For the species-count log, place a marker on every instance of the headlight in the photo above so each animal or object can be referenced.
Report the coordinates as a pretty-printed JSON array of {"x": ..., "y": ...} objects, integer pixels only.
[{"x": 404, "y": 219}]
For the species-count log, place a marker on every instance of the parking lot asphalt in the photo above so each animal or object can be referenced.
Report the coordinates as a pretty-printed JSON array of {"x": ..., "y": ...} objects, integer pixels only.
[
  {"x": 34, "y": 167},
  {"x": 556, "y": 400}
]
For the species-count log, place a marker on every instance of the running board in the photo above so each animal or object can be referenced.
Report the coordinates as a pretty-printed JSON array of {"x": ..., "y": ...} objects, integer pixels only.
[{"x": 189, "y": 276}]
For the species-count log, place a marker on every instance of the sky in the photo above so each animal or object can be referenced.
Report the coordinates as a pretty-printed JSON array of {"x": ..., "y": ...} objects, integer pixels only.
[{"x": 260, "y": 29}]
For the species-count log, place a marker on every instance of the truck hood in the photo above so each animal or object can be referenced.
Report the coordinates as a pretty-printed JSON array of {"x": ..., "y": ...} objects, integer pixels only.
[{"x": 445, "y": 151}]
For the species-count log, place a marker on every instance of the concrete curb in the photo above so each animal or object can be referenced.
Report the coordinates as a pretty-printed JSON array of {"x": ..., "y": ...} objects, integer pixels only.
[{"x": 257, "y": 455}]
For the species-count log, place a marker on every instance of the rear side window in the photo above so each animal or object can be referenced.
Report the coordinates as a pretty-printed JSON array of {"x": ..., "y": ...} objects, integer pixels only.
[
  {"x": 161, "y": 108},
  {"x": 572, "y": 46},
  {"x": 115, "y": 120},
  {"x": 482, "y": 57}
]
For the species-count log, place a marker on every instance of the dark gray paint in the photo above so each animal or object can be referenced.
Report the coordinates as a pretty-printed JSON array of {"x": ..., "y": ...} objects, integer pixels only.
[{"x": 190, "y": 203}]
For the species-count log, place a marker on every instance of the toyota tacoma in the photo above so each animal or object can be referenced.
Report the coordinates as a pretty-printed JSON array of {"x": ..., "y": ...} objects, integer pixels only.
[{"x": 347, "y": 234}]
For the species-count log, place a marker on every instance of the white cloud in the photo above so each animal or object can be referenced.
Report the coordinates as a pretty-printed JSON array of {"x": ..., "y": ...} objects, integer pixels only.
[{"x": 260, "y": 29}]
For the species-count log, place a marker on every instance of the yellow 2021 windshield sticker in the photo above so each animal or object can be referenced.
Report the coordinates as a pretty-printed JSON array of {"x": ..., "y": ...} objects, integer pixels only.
::::
● WHAT YOU SHOULD DO
Reproduce all of the material above verbatim, with every line in its original order and wording.

● RESULT
For the species-count log, place a marker on every instance of the headlight in the photo above so each animal or object can be referenced.
Report the coordinates as a pretty-printed JSON array of {"x": ..., "y": ...} objects, integer pixels only.
[{"x": 404, "y": 219}]
For the species-count log, place a marker on every instance of the parking lot asphalt in the photo above so each animal or object can be referenced.
Report the coordinates as a pretty-printed JSON array of {"x": ..., "y": ...} objects, integer pixels only.
[
  {"x": 34, "y": 167},
  {"x": 556, "y": 400}
]
For the species-count log, place a marker on every instance of the running board in the photo above so each animal or object can be referenced.
Report the coordinates as a pretty-printed JSON array of {"x": ..., "y": ...} objects, integer pixels only.
[{"x": 189, "y": 276}]
For the species-count log, place a marker on every instance of the sky in the photo above so each animal or object can be referenced.
Report the coordinates as a pretty-printed JSON array of {"x": ..., "y": ...} objects, integer pixels only.
[{"x": 260, "y": 29}]
For the species-count log, place a marker on every instance of the truck hood in the photo above so each animal or object can be referenced.
Report the coordinates as a pretty-printed JSON array of {"x": ..., "y": ...} objects, integer pixels only.
[{"x": 445, "y": 151}]
For the species-count log, place a marker on every instance of the concrete curb in the photo above so each animal or object can be referenced.
Report the coordinates as a pretty-printed JSON array of {"x": ..., "y": ...} objects, integer pixels only.
[{"x": 257, "y": 455}]
For the species-count log, place a marker on every instance of the rear side window in the photo above so each animal or object can be referenced.
Report the coordinates as a pretty-printed JSON array of {"x": ..., "y": ...} objects, integer pixels only.
[
  {"x": 161, "y": 108},
  {"x": 572, "y": 46},
  {"x": 115, "y": 120},
  {"x": 482, "y": 57}
]
For the species-count log, place a marker on every instance of the dark gray paint in the photo above so each animal or object can be referenced.
Report the coordinates as a pretty-printed JSON array of {"x": ..., "y": ...} objects, integer pixels only.
[{"x": 190, "y": 203}]
For the species-count log, place a marker on every instance of the toyota tacoma in the photo above so each animal or object can be referenced.
Report the coordinates as a pretty-printed JSON array of {"x": ..., "y": ...} objects, integer pixels only.
[{"x": 347, "y": 234}]
For the species-count log, place a marker on every instance of the white cloud in the photo above so each animal or object can be referenced.
Report the coordinates as a pretty-printed JSON array of {"x": ..., "y": ...} objects, integer pixels only.
[{"x": 260, "y": 29}]
For the species-count log, place a marker on every instance of the yellow 2021 windshield sticker in the photo above so each animal or object can be referenced.
Report the coordinates as a pretty-printed JSON array of {"x": ..., "y": ...} objects, integer pixels only.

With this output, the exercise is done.